* [Task requirements] Translate this sentence from the employment agreement excerpt into Spanish: "Your last day of employment for any reason is referred to herein as the “Date of Termination.”"

* [Source extract]
5. Location. You will be permitted to work from your home office in New York, provided, however, that you will be required to regularly travel to the Company’s Massachusetts office, consistent with the Company’s business needs, and you may also be required to travel nationally and internationally on business as is necessary from time to time, including, without limitation, to the U.K., France and Germany. During the COVID-19 pandemic, such travel may be limited to essential travel and will be in accordance with applicable safety regulations.
6. At-Will Employment; Date of Termination. At all times your employment is “at will,” meaning you or the Company may terminate it at any time for any or no reason, subject to the terms of this Agreement. Your last day of employment for any reason is referred to herein as the “Date of Termination.” In the event that you elect to end your employment other than for Good Reason, the Company requires you to provide at least 30 days’ advance written notice to the Company. Notwithstanding the foregoing, the Company may unilaterally accelerate the Date of Termination, and such acceleration shall not result in a termination by the Company for purposes of this Agreement. In the interest of clarity, any intercompany transfer between Parent, the U.S. Subsidiary and their respective subsidiaries and affiliates shall not be deemed a termination of the employment relationship unless otherwise specified at the time of the transfer.
To the extent applicable, you shall be deemed to have resigned from all officer and board member positions that you hold with the Company or any of its respective subsidiaries and affiliates upon the termination of your employment for any reason. You shall execute any documents in reasonable form as may be requested to confirm or effectuate any such resignations.
7. Accrued Obligations. In the event of the ending of your employment for any reason, the Company shall pay you (i) your Base Salary and, if applicable, any accrued but unused vacation, through the Date of Termination, and (ii) the amount of any documented expenses properly incurred by you on behalf of the Company prior to any such termination and not yet reimbursed (the “Accrued Obligations”).
8. Severance Pay and Benefits Upon a Qualifying Termination. In the event that a Qualifying Termination (as defined in Appendix A) occurs, then, in addition to you being entitled to the Accrued Obligations, and subject to (i) you signing a separation agreement and release in a form and manner reasonably satisfactory to the Company, which shall include, without limitation, a general release of claims against the Company and all related persons and entities, a reaffirmation of the Continuing Obligations (as defined below), and a one year post-employment noncompetition agreement, and shall provide that if you breach the Continuing Obligations, all payments of the Severance Amount (as defined below) shall immediately cease (the “Separation Agreement and Release”), (ii) the Separation Agreement and Release becoming irrevocable, all within 60 days after the Date of Termination (or such shorter period as set forth in the Separation Agreement and Release), and (iii) if so requested by the Company, you signing a U.K. settlement agreement:
(a) the Company shall pay you an amount equal to twelve (12) months of your Base Salary (the “Severance Amount”);
(b) subject to your copayment of premium amounts at the applicable active employees’ rate and your proper election to receive benefits under the Consolidated Omnibus Budget Reconciliation Act of 1985, as amended (“COBRA”), the Company shall pay to the group health plan provider(s) or the COBRA provider a monthly payment equal to the monthly employer contribution that the Company would have made to provide health insurance to you if you had remained employed by the Company until the earliest of (A) the twelve (12) month anniversary of the Date of Termination; (B) your eligibility for group health plan benefits under any other employer’s group health plan; or (C) the cessation of your continuation rights under COBRA; provided, however, that if the Company reasonably determines that it cannot pay such amounts to the group health plan provider(s) or the COBRA provider (if applicable) without potentially violating applicable law (including, without limitation, Section 2716 of the Public Health Service Act), then the Company shall convert such payments to payroll payments directly to you for the time period specified above. Such payments, if to you, shall be subject to tax-related deductions and withholdings and paid on the Company’s regular payroll dates.

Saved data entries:

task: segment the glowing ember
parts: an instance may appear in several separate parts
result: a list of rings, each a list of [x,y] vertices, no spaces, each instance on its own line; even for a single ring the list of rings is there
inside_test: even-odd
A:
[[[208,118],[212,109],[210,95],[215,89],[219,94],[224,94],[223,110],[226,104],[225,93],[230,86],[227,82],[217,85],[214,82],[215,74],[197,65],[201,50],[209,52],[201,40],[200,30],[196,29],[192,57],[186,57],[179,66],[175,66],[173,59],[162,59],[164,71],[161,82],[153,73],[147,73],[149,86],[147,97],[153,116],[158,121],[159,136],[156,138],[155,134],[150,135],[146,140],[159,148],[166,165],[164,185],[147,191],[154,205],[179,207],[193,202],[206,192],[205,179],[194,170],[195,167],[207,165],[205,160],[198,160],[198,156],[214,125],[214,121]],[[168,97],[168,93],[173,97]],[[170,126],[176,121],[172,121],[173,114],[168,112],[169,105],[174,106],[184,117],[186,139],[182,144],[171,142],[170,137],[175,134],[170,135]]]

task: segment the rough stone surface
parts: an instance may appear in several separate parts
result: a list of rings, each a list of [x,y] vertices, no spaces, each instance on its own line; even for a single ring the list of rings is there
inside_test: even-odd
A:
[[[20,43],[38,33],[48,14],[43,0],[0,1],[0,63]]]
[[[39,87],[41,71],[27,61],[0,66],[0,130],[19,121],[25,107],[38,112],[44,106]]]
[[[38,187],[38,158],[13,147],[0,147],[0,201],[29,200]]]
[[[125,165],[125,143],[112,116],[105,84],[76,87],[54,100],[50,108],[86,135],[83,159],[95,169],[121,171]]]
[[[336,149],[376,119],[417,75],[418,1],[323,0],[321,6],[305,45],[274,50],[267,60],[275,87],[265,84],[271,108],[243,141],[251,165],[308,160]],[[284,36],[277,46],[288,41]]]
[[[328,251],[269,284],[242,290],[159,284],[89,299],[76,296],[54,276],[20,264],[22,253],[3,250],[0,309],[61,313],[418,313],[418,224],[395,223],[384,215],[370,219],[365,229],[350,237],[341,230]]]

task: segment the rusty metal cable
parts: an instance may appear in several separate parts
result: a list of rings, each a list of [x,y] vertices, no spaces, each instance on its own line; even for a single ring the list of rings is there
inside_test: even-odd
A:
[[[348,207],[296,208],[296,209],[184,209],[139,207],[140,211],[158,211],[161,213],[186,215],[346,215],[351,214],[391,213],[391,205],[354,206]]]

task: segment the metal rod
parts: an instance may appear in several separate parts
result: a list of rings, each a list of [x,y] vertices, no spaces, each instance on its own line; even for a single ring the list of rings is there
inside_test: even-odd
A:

* [Your response] Su último día de empleo, por cualquier motivo, se denomina en el presente documento la «Fecha de Terminación».